After I’d seen the sixth form show, I went back to school and asked Simon (my housemaster) if I could run a fashion show and he was enthusiastic and willing to help.  As he runs the school plays, this was a huge advantage – he knows how to put on a show!

I planned to announce it in assembly, but I had to work out what I was announcing and what I wanted from the students.  I had some clothes that I had designed and made from scratch, and so had a couple of other people.  However, I knew that this wasn’t enough so we needed to work out how to include more.  I thought of the textiles club and thought there may be some items from that, and lots of people were generally interested in fashion, so maybe we could create something.  I hoped there would be enough between all of us to pull something together.

So I worked out what areas I would need help with. In assembly I announced that I was going to be doing a fashion show and asked for helpers backstage, models, people who had made clothes and prop/set makers. I was amazed at how many people came to speak to me afterwards.  In my notebook, I wrote down their names in the areas they would help with.  It was wonderful that so many people were interested and even excited at this early stage – I felt that I could really do this!

**THE TASKS:**
a – List each kind of help that the narrator asked for when announcing the show in assembly, according to the fashion show account.
b – In the fashion show account, what does Simon run at the school?
c – Copy out the fashion show account from "So I worked" to "really do this!".

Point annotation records
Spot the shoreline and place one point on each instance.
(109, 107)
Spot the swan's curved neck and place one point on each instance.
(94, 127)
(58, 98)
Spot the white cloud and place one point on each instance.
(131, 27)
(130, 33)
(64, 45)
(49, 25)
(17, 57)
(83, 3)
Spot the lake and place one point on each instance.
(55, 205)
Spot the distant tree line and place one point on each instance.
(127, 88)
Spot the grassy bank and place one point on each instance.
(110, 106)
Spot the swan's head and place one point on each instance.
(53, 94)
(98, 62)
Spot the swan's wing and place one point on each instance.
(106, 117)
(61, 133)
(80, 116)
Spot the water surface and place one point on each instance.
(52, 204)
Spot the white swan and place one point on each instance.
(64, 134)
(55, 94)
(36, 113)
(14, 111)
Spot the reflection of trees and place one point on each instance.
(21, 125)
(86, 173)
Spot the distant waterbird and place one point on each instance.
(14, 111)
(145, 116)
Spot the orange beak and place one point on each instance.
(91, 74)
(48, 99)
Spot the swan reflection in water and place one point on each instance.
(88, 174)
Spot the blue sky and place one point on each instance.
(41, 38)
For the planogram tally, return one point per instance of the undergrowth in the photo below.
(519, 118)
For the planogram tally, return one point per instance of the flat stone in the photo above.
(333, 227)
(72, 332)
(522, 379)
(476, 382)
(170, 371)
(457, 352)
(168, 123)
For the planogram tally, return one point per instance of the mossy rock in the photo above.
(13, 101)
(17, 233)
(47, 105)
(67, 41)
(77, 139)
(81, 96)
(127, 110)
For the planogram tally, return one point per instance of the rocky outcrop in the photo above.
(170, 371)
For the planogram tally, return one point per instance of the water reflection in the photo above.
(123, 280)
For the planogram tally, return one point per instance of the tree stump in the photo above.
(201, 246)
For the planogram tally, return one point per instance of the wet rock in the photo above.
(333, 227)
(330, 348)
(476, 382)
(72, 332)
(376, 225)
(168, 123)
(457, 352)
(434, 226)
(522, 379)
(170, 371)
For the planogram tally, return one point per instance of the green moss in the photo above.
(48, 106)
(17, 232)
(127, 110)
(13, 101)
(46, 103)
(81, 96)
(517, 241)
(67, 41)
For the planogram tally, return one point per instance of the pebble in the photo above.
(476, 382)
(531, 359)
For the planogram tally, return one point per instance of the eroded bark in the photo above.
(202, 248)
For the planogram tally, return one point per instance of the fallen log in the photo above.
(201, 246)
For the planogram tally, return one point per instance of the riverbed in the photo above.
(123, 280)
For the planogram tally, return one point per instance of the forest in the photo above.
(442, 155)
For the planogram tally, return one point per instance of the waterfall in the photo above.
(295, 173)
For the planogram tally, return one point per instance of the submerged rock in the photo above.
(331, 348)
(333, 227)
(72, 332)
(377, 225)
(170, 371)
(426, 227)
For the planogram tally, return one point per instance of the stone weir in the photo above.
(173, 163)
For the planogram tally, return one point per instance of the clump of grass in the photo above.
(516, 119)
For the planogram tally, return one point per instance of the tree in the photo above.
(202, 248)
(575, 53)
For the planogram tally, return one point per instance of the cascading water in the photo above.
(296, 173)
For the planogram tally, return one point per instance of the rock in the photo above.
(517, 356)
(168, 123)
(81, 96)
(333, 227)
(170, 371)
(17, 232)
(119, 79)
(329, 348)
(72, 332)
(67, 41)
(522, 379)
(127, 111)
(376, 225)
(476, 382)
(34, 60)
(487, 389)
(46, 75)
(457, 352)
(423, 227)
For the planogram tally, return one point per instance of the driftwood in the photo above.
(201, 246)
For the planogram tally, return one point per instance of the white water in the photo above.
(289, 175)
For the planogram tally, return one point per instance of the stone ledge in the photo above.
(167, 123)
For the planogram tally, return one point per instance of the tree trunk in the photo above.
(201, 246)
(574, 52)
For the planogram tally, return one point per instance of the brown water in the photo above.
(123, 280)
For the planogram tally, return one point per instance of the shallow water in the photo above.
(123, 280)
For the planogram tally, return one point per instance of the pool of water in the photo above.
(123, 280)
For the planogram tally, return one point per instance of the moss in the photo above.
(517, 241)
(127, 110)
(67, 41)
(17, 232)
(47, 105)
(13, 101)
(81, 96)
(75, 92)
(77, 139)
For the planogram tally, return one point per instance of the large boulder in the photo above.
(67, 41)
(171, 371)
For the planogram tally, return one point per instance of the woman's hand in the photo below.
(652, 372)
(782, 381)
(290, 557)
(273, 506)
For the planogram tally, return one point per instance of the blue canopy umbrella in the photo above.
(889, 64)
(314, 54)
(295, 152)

**ANSWERS TO THE EXERCISES:**
a –
- Helpers backstage
- Models
- People who had made clothes
- Prop/set makers

b – The school plays.

c –
So I worked out what areas I would need help with. In assembly I announced that I was going to be doing a fashion show and asked for helpers backstage, models, people who had made clothes and prop/set makers. I was amazed at how many people came to speak to me afterwards.  In my notebook, I wrote down their names in the areas they would help with.  It was wonderful that so many people were interested and even excited at this early stage – I felt that I could really do this!